The decision to ban the activities of Hamas inside Egypt is a foregone conclusion and does not bring anything new, said Mohamed Gomaa, an expert on Palestine Affairs from Al-Ahram Centre for Political and Strategic Studies, as reactions to the Tuesday decision continues to ripple inside Egypt.
The court’s decision, which is rejected by Hamas, is the latest blow to ties between Cairo and the Palestinian Resistance Movement, more commonly referred to as Hamas.
Gomaa believes that “there are significant indicators even before the court’s decision that confirm that the Hamas regime in Gaza has moved from a non-allied entity to a semi hostile entity.”
Issues of contention between Egypt and Hamas are likely to become more heated and understandings between them less sustainable, Gomaa added. The current disagreements between Hamas and Egypt go beyond past differences, he said, in that they have gone from differing points of view on issues like Palestinian reconciliation or the conditions of the truce with Israel to a view in official circles in Egypt that Hamas is implicated in the shedding of Egyptian blood.
This view is “more than just media propaganda”, Gomaa said, as Hamas is “at least indirectly” responsible for such acts.
Gomaa believes that there is an “ambivalent relationship” between Hamas and Salafi Jihadi groups in Egypt, with the relationship oscillating from coalitions with some Salafi Jihadi groups to outright confrontations.

## ITEMS:
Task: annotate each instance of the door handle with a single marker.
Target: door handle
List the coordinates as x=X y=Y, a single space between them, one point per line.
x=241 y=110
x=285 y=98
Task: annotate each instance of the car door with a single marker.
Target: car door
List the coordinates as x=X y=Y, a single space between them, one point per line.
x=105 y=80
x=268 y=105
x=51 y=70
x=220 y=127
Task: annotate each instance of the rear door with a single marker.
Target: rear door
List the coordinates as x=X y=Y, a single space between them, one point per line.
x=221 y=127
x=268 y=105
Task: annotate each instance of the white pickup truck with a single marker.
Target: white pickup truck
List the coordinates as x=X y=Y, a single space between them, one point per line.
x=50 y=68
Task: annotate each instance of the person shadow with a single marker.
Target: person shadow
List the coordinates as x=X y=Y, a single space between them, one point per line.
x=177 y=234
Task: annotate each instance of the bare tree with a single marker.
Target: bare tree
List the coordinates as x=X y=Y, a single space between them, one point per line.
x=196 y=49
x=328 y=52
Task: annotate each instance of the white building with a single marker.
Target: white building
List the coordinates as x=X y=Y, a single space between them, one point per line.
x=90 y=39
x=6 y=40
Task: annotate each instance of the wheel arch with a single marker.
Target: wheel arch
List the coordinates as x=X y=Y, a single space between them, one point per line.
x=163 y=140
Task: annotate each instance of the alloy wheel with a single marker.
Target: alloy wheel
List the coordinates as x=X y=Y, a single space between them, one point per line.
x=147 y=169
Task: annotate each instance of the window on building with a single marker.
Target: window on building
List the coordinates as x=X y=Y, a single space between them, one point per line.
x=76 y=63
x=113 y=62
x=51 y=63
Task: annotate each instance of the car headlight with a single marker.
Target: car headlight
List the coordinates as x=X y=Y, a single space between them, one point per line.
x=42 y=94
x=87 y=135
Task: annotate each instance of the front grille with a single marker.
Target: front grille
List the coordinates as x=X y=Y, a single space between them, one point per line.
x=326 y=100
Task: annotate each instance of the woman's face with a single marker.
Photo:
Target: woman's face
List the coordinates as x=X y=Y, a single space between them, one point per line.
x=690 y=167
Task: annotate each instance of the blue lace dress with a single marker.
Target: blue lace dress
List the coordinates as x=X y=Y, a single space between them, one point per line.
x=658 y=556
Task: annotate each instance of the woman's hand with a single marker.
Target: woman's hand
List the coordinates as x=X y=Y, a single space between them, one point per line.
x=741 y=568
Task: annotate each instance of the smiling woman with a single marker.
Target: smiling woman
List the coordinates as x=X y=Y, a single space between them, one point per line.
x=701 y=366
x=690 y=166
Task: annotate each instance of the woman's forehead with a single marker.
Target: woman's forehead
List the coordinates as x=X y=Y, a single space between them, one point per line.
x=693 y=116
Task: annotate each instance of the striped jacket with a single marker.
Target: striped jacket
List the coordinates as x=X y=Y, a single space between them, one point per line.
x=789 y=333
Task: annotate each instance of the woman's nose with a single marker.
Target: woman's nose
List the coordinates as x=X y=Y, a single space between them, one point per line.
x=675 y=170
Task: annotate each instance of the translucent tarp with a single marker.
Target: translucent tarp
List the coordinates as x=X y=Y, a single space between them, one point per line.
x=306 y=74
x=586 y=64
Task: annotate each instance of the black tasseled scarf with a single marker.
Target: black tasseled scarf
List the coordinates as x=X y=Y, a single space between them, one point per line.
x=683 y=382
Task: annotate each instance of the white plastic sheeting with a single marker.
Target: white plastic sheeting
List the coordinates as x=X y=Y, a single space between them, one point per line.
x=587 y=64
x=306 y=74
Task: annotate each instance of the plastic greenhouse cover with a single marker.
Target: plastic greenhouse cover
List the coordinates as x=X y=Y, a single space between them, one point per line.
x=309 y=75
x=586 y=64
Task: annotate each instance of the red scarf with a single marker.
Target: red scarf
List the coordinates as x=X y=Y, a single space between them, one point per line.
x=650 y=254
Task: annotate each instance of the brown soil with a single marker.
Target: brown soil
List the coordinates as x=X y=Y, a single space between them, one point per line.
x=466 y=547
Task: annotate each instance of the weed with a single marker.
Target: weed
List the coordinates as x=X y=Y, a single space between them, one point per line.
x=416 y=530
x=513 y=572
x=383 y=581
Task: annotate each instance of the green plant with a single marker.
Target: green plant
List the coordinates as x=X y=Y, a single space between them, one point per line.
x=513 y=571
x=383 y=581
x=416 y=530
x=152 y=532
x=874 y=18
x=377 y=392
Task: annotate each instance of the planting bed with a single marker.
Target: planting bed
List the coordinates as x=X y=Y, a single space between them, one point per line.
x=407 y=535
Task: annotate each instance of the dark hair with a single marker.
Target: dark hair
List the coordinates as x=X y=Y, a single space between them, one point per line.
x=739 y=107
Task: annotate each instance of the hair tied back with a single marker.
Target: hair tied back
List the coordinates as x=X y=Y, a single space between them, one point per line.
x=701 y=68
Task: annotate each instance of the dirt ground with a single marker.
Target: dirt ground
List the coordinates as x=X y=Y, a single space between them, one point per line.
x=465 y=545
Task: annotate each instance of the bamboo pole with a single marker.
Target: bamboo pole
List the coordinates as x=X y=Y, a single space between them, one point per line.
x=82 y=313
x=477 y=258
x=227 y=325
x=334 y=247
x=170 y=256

## WHAT NEEDS TO BE DONE:
Carry on the article about Egypt's ban on Hamas activities, starting after its last sentence. The records have no connection to the article on Egypt's ban on Hamas.

## REPLY TO THE TASK:
“It is in the interests of Hamas that North Sinai remains its backyard,” Gomaa said, adding that this guarantees the continuation of tunnelling activity and the smuggling of weapons and even goods; the interests of Hamas are in direct collision with any strong presence of an Egyptian state in that region.
Gomaa did, however, rule out the possibility of a military confrontation between Egypt and Hamas.
The ouster of former president Mohamed Morsi was also followed by media reports linking Hamas to internal strife in Egypt and insurgency in Sinai, which put further strain on Egypt-Hamas ties. Hamas has denied any involvement in the recent surge in militancy that has taken place in the Sinai Peninsula or in Egypt’s internal affairs.
Gomaa added that he does not believe that the court’s decision will affect Egypt’s role as a mediator between rival Palestinian factions: Fatah in the West Bank and Hamas in the Gaza Strip. Hamas, which is an off shoot of the Muslim Brotherhood, has been ruling the Gaza Strip since 2007 since its takeover following a battle with Fatah.
Gomaa also expressed doubts over the possibility of reconciliation even without the court ruling, which he attributed to a “lack of a will” by the two rivals. “They are both [Hamas and Fata] careful to talk about the reconciliation, but this is no more than public relations campaigns,” Gomaa added. During Morsi’s government, he said, “Hamas only publicised intentions for the reconciliation but really thought, why offer concessions to Fatah when my ally in Cairo is leading the scene? And today Fatah is playing the same role.”
On Tuesday morning, the Cairo Court for Urgent Matters decided to temporarily ban all Hamas activities inside Egypt and the activities of all associations and groups that branch from the Palestinian group r receive financial assistance or any other form of support from it. The court also ruled to confiscate the headquarters of the Palestinian movement.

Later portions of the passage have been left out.